Task 1. Decide whether each statement below agrees with the column about the Duchess of Sussex, answering yes or no and quoting the deciding words. (a) The writer was sent to Windsor to cover Harry and Meghan's wedding. (b) According to YouGov, Meghan's UK popularity rating is minus 37. (c) The writer took the train back to London with a group of elderly royalists.
Task 2. In the column about the Duchess of Sussex, who walked Meghan up the aisle at the wedding?
Task 3. Copy the passage of the column about the Duchess of Sussex starting with "Has anyone ever" and going on through "liked her here.".

Page text: Begin

Meghan had an ocean of goodwill and drained it

From Hadley Freeman, published at Sat Jul 01 2023

Has anyone ever squandered more goodwill and more quickly than the Duchess of Sussex? It’s hard to remember — now that her UK popularity rating, according to YouGov, is minus 47, her and Prince Harry’s eight-figure deals with Netflix and Spotify are in the bin and she was publicly trashed last week by the chief executive of a Hollywood agency as “not a great audio talent, or necessarily any talent” — but not very long ago most people really, really, really liked Meghan. And it seems to be difficult for her to recall this, given her apparent antipathy to Britain, but people really, really, really liked her here.

Almost exactly five years ago I was dispatched to Windsor to cover Harry and Meghan’s wedding. No one goes to a royal wedding to find republicanism, but the feelings of delight about this particular royal couple were overwhelming — infectious, even. After all the political turmoil in the US and UK, there was genuine joy at seeing Prince Charles — of all unlikely harbingers of the future — walking a mixed-race American woman up the aisle to marry his son. And not just from the usual elderly royalists: I got the train back to London afterwards with a group of black British teenagers, all of whom had come specifically to show support for Meghan. Royalists were happy that Harry was happy, and people who don’t care about the royals liked his wife. Theirs was, it seemed, a no-lose union, and an easy life of guaranteed global adulation seemed laid out in front of them, like a carpet of roses.

Page text: End
Extracted data: Begin

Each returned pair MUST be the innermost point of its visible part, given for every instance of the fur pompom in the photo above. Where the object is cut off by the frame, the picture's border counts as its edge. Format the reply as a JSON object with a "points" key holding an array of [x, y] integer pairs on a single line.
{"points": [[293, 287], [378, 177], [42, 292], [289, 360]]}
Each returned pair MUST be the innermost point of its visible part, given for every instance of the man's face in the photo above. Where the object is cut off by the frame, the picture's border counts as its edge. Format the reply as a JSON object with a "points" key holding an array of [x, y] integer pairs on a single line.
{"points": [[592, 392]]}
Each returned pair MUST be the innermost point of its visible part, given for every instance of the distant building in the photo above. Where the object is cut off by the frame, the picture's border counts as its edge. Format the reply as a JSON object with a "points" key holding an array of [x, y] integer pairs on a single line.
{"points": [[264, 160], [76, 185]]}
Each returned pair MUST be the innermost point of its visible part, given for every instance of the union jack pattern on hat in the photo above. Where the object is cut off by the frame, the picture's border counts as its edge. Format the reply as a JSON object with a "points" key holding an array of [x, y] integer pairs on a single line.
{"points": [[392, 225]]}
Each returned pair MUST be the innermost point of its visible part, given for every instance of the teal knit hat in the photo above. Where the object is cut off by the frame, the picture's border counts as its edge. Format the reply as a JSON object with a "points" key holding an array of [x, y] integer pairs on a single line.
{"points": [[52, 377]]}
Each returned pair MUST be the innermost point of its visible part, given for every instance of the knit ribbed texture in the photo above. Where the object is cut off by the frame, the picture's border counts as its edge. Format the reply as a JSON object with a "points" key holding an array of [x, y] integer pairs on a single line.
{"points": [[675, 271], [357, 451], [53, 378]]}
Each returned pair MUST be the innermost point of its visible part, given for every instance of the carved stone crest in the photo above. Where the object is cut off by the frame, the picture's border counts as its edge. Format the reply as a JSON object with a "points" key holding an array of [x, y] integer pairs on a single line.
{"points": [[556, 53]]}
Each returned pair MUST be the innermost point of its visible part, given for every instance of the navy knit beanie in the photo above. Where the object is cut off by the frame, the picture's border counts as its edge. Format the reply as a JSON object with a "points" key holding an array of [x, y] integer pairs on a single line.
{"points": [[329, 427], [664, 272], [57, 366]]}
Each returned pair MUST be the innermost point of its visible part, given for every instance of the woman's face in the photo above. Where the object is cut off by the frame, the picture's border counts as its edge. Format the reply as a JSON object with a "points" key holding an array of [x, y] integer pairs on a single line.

Extracted data: End

Final answer 1.
(a) Yes: "Almost exactly five years ago I was dispatched to Windsor to cover Harry and Meghan’s wedding."
(b) No: "her UK popularity rating, according to YouGov, is minus 47"
(c) No: "I got the train back to London afterwards with a group of black British teenagers"

Final answer 2. Prince Charles walked Meghan up the aisle.

Final answer 3.
Has anyone ever squandered more goodwill and more quickly than the Duchess of Sussex? It’s hard to remember — now that her UK popularity rating, according to YouGov, is minus 47, her and Prince Harry’s eight-figure deals with Netflix and Spotify are in the bin and she was publicly trashed last week by the chief executive of a Hollywood agency as “not a great audio talent, or necessarily any talent” — but not very long ago most people really, really, really liked Meghan. And it seems to be difficult for her to recall this, given her apparent antipathy to Britain, but people really, really, really liked her here.